Source extract
Return
We have come too far from the land.
It is time to return home, back to our original mother.
The Earth is nudging us to pay attention to her cycles. To tend. To respect. We cannot ignore it.
The disconnection from the land was insidious, but today we are reminded of its deep impact as we watch the Pacific Northwest forests, animals and people burn — as we watched the Amazon burn — and as we continue to watch the devastation of our system’s flagrant disrespect for the land.
Our disconnection has become profound.
In these times, we see ourselves as separate from the land, believing ourselves to be owners of our Wild Mother. An othering of the land.
We see it in industrial capitalism, a system built on the valuation of money over respectful relationships with the land and her people; a system built on the oppression and enslavement of Black and Indigenous populations and people of color; a system built on the attempted eradication of those people who are from the land. An attempted erasure of Indigeneity.
Someone once said “the colonizer had to colonize themselves first.”
We also see this disconnection in the mythology of whiteness that has stripped even “white” people of their own Indigeneity. White does not refer to a race, a place of origin, or a unifying culture. ‘Indigenous,’ by definition means “originating or occurring naturally in a particular place; native.” Wherever our ancestors came from, we are all Indigenous to somewhere. This concept was originally shared with me by Jacqui Wilkins, an Indigenous Medicine Maker, and fellow Naturopathic Doctor.
If you walk your lineage back far enough, your people knew and venerated their connection to the land. While each culture’s practice was unique, there was a nearly-universal belief held that all things — animals, plants, rocks, rivers, weather systems, and even words — are alive. Personhood does not require a human-likeness. Even the word we use to describe this framework, animism, doesn’t exist in many cultures’ vocabularies. It is a western construct; further evidence of our separation.

What to produce
Carry on the essay about returning to the land from its final sentence. The material is unrelated to the essay about returning to the land.

Data for review
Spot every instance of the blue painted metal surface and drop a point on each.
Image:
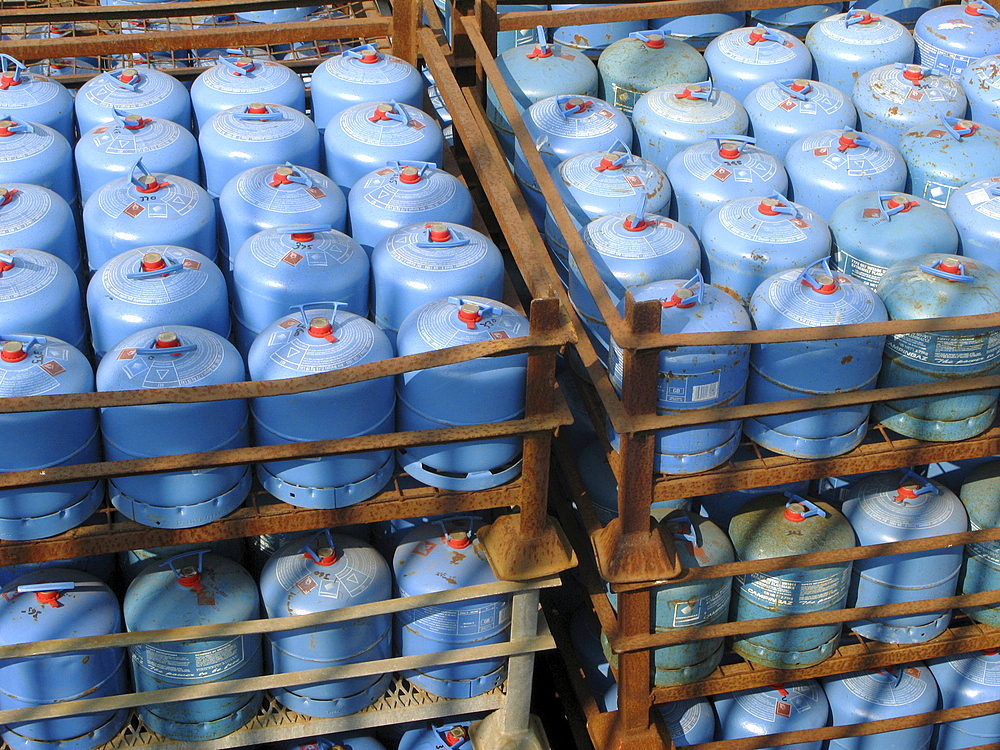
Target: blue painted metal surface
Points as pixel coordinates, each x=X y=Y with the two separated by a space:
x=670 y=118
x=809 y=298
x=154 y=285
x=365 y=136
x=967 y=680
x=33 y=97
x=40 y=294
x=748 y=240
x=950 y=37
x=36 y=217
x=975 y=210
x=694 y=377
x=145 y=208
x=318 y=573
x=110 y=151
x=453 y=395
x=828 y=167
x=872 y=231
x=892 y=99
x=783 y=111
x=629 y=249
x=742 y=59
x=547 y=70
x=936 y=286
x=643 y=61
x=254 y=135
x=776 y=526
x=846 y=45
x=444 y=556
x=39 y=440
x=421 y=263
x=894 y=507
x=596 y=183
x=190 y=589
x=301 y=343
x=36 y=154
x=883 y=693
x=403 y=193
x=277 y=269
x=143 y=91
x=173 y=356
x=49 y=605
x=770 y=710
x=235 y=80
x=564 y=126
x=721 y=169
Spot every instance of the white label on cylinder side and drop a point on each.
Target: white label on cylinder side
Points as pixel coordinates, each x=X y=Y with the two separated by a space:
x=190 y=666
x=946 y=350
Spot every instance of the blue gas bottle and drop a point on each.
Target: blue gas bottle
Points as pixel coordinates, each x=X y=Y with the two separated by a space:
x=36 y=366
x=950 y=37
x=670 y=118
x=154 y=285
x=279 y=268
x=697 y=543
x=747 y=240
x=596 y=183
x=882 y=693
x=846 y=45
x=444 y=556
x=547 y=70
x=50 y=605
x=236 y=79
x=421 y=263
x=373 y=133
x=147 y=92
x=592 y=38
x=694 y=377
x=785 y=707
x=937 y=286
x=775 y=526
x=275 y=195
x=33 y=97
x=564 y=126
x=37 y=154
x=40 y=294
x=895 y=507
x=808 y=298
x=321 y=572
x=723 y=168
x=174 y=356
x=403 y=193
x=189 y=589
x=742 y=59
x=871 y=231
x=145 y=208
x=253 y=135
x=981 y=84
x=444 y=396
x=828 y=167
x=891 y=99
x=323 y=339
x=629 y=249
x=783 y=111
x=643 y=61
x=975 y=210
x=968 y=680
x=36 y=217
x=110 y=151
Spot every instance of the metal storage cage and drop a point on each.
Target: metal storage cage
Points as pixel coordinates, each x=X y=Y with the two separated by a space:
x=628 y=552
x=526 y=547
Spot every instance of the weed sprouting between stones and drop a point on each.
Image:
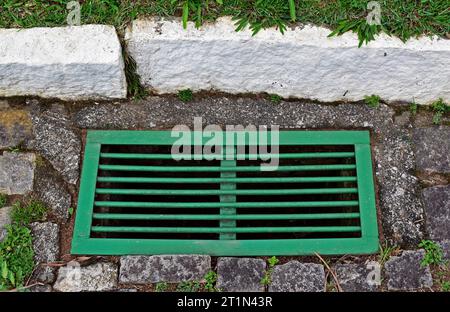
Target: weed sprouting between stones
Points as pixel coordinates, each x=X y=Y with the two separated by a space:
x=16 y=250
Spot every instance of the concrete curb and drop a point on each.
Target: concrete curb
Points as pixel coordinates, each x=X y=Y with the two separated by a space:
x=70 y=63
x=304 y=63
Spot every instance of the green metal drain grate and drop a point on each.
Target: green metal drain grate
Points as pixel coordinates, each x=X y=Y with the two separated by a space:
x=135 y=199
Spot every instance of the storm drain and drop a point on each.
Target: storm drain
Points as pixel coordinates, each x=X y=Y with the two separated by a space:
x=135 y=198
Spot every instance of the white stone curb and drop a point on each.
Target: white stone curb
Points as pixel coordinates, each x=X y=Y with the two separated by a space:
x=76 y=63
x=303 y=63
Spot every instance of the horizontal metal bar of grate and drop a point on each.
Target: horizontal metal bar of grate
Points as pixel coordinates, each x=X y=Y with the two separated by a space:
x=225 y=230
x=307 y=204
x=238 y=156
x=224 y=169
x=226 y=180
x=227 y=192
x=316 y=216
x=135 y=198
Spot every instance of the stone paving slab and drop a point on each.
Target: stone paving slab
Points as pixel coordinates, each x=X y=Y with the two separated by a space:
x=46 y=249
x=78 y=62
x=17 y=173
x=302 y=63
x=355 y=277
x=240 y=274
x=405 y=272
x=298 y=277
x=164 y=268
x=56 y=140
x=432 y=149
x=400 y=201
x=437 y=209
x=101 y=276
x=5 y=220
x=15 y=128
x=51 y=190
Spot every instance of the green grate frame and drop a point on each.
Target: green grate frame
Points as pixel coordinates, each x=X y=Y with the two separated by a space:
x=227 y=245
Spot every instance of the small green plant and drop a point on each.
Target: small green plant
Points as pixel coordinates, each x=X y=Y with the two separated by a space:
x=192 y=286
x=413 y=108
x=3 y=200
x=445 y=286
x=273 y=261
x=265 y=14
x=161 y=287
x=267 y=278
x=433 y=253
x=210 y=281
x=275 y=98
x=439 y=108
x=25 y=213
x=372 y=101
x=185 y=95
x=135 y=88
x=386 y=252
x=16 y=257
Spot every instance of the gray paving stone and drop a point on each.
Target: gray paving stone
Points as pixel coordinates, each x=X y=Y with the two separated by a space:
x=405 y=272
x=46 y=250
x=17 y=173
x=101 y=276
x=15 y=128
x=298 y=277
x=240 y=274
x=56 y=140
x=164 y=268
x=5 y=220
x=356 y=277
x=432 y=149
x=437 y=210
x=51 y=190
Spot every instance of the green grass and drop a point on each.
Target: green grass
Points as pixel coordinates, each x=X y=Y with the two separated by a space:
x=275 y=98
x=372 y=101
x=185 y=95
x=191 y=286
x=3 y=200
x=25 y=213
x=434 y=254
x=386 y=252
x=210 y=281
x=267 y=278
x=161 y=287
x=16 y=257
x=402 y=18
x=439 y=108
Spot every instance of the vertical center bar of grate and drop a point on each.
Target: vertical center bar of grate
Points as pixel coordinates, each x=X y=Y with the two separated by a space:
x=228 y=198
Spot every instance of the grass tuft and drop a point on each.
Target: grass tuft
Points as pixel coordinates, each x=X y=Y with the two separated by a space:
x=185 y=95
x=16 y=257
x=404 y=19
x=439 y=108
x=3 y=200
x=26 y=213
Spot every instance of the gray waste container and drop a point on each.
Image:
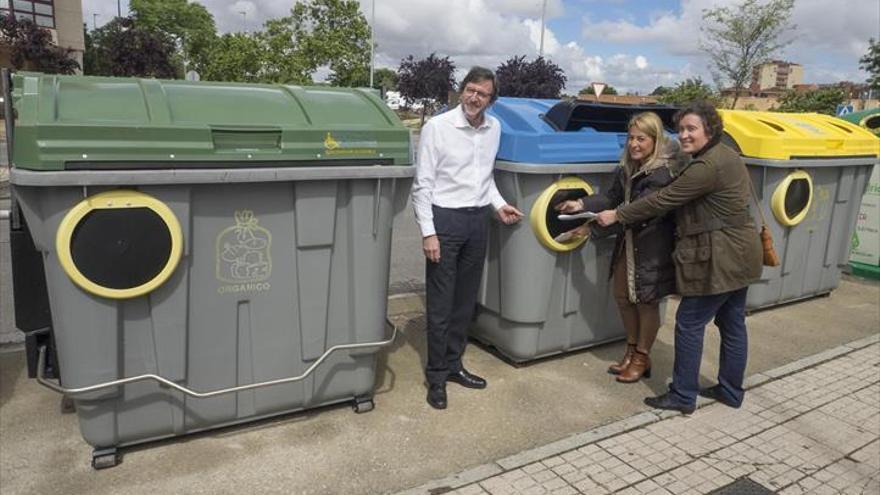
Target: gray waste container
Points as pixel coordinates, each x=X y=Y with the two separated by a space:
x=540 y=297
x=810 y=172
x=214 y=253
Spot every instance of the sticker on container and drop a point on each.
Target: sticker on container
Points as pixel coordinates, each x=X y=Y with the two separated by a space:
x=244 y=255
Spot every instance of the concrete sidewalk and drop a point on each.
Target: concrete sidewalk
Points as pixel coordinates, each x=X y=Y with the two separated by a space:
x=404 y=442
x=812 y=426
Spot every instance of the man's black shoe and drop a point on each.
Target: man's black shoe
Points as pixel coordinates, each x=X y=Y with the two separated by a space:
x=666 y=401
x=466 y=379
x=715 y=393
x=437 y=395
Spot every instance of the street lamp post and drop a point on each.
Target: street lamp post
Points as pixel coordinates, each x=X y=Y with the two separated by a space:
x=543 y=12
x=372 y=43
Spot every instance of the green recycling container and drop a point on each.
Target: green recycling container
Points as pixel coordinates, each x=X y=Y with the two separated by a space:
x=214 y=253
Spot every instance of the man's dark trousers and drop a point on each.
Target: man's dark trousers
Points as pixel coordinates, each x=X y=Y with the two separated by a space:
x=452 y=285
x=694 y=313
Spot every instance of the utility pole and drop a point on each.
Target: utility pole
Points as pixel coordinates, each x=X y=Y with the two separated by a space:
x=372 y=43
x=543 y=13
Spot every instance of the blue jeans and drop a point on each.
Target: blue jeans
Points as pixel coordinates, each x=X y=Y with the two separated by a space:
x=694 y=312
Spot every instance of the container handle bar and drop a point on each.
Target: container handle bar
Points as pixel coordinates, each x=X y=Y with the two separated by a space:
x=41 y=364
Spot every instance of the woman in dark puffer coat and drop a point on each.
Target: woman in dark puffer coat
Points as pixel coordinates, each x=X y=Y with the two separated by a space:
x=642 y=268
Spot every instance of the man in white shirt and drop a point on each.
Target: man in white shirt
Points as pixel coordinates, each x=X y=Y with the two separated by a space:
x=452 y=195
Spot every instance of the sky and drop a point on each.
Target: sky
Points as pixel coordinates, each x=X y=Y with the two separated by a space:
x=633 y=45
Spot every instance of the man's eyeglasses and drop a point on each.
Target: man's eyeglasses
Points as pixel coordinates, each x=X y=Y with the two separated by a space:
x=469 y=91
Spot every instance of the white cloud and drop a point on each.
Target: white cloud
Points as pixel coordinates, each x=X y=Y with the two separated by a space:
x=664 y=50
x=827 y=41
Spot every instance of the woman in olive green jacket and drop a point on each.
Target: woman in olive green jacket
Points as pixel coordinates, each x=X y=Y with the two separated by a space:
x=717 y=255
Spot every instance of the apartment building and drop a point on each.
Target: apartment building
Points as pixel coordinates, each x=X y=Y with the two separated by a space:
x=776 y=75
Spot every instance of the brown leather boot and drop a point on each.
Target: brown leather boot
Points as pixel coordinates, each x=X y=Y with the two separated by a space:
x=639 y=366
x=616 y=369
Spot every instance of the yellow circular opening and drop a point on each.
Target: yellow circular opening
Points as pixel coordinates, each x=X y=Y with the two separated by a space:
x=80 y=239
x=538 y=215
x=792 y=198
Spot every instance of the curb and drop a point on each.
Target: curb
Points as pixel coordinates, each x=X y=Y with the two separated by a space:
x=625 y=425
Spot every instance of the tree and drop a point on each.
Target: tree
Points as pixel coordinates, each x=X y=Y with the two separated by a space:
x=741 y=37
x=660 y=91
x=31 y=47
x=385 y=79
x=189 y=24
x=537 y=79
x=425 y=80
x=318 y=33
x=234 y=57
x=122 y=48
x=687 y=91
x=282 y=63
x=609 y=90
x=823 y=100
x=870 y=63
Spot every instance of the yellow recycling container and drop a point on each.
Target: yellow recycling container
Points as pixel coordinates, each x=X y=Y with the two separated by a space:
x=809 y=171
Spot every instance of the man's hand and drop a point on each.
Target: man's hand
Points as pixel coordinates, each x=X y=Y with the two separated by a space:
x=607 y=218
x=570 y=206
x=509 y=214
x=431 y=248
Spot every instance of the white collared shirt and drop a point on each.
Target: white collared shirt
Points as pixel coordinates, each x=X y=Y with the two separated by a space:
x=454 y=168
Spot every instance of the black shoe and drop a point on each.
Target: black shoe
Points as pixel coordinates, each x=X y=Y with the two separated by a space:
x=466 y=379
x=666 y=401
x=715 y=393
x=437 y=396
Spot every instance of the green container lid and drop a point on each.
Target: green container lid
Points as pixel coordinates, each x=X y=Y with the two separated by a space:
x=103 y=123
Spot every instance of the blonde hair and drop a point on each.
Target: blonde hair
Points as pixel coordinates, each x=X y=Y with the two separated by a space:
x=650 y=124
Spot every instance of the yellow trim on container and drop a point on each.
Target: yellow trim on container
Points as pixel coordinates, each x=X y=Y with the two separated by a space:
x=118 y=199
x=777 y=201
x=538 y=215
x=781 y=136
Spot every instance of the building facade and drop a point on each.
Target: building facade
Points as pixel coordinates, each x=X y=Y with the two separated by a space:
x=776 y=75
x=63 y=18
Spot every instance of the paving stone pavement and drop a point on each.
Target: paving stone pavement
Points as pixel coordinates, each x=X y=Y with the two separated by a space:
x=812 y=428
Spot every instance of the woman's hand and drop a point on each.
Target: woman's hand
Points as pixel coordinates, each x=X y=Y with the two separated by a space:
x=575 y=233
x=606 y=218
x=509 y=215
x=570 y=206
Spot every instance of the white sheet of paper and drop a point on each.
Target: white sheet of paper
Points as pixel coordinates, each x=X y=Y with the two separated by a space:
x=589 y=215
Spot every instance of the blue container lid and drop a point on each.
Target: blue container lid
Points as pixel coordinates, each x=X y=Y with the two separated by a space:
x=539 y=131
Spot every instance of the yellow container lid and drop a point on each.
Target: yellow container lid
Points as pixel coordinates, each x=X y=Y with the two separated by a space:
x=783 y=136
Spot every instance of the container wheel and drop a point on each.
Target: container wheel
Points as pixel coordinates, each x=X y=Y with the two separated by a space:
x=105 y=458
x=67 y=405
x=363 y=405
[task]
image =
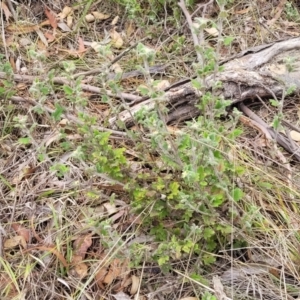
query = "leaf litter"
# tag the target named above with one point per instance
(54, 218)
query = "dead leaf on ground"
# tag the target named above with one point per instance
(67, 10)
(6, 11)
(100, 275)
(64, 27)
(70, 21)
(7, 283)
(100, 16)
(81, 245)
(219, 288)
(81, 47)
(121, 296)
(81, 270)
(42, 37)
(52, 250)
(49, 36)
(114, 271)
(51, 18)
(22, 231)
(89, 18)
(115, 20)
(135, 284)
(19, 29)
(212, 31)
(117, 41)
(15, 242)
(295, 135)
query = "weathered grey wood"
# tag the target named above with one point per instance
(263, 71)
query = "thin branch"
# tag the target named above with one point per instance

Response to the task
As a practicing naturopath and settler in the Pacific Northwest, I recognize the complexities that exist within connecting, or reconnecting, to the land. Non-appropriative connection is highlighted now, more than ever. I believe that as we learn about our ancestors and their traditions, we can reclaim our identity as extensions of the land through our own ancestral knowledge; this is powerful.
When I say we need to return to the land, it is a return to a state of mind. While not all of our ancestors may be from this land, it is imperative to remember that we are still from the land.
The return is also literal. Find a patch of earth, put your feet on the soil, place your hands on the trees, smell the forest after a deep rain, sit next to a body of water, pay attention to the perfection of the plants around you. Listen. To do this is to return home.
It is time. For all of our sakes.
Rachel Worth-Cappell is a Naturopathic Doctor and canoe guide based out of Victoria, BC. Her mission is to help people naturally return to their own rhythms by remembering their connection to the land.